_Travail à faire_
A. Répondez à ces questions sur l'extrait consacré à la course à la chefferie conservatrice :
(i) Quel rôle Alain Rayes joue-t-il auprès de M. O'Toole ?
(ii) D'après Claude Carignan, quel nom circule beaucoup ?
(iii) Selon le sénateur, qui a tenté sa chance la dernière fois ?
B. Prolongez l'extrait sur la course à la chefferie conservatrice à partir de sa dernière phrase.

_Passage cité_

⟨

Le lieutenant de M. O’Toole au Québec, Alain Rayes, a estimé mercredi en entrevue que cette personne devra avoir «une notoriété, être naturellement capable de s’exprimer dans les deux langues officielles, et capable d’unir tous les conservateurs de partout au pays sur les enjeux sur lesquels la population canadienne est préoccupée — que ce soit le coût de la vie, l’inflation, la saine gestion des finances publiques».

Le sénateur conservateur Claude Carignan a indiqué mercredi que le nom de Pierre Poilièvre circule beaucoup. «Je pense que Pierre a la capacité et pourrait avoir les appuis suffisants pour gagner la chefferie», a estimé le sénateur québécois en entrevue. Il ajoute que Peter MacKay, «qui a tenté sa chance la dernière fois, va sûrement être tenté de retourner à la chefferie».

⟩

_Matériel fourni_
⟨

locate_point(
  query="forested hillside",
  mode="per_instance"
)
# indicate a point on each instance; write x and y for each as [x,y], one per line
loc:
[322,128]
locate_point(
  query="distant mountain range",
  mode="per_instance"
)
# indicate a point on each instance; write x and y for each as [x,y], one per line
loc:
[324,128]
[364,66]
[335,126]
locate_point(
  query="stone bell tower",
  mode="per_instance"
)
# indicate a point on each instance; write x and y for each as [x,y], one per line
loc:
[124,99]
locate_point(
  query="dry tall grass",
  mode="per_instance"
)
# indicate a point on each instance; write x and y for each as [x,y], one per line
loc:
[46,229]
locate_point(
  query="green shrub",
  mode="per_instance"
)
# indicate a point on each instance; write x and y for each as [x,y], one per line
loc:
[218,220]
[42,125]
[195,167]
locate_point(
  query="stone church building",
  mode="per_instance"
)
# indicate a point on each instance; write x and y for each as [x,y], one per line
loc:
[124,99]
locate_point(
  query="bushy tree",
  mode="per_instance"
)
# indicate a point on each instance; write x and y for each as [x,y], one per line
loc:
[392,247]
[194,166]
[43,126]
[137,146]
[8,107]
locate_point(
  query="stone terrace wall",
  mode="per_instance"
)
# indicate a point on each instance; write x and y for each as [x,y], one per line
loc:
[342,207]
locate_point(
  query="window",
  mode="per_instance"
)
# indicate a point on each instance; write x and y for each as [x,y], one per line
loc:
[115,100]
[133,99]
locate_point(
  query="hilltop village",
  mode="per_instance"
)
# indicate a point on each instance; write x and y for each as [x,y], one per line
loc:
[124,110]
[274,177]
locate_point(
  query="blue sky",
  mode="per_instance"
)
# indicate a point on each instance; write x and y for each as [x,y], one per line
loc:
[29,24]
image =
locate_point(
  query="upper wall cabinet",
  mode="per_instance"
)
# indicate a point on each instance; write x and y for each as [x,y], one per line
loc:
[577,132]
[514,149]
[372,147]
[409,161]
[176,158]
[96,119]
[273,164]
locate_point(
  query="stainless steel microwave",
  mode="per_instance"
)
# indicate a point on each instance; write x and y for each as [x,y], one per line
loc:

⟩

_Réponses numérotées_
A.
(i) Il est le lieutenant de M. O'Toole au Québec.
(ii) Le nom de Pierre Poilièvre circule beaucoup.
(iii) Peter MacKay a tenté sa chance la dernière fois.

B.
Une réforme de la Loi du Parlement du Canada, en vigueur depuis 2015, permet aux députés d’un parti de déclencher un «examen de la direction», au lieu d’attendre que la question soit posée aux militants. Il suffit qu’un avis écrit, signé par au moins 20 % des députés d’un groupe parlementaire, demande cet examen au président du caucus. Le caucus conservateur est le seul à avoir voté l’année dernière pour accepter que cette règle soit contraignante.

En prévision de la tenue du vote, la garde rapprochée de M. O’Toole avait multiplié les appels auprès des députés afin de renforcer les appuis du chef. M. O’Toole a publié mardi soir un message sur les réseaux sociaux dans lequel il dépeignait les dissidents comme des gens qui croient que le parti devrait avoir des opinions plus radicales comme celles du député ontarien Randy Hillier ou de l’ex-député Derek Sloan.

De son côté, le député saskatchewanais Jeremy Patzer a partagé avec le caucus une déclaration réclamant un nouveau chef, qui avait reçu l’appui de 21 anciens élus conservateurs, dont l’ancien ministre de l’Agriculture Gerry Ritz.

«Erin O’Toole n’a pas seulement échoué à unir le parti: ses paroles et ses actions ces derniers jours ont créé une plus grande désunion, lit-on dans le communiqué obtenu par La Presse Canadienne. Il est temps pour lui de se retirer, pour le bien du Parti conservateur et de la nation.»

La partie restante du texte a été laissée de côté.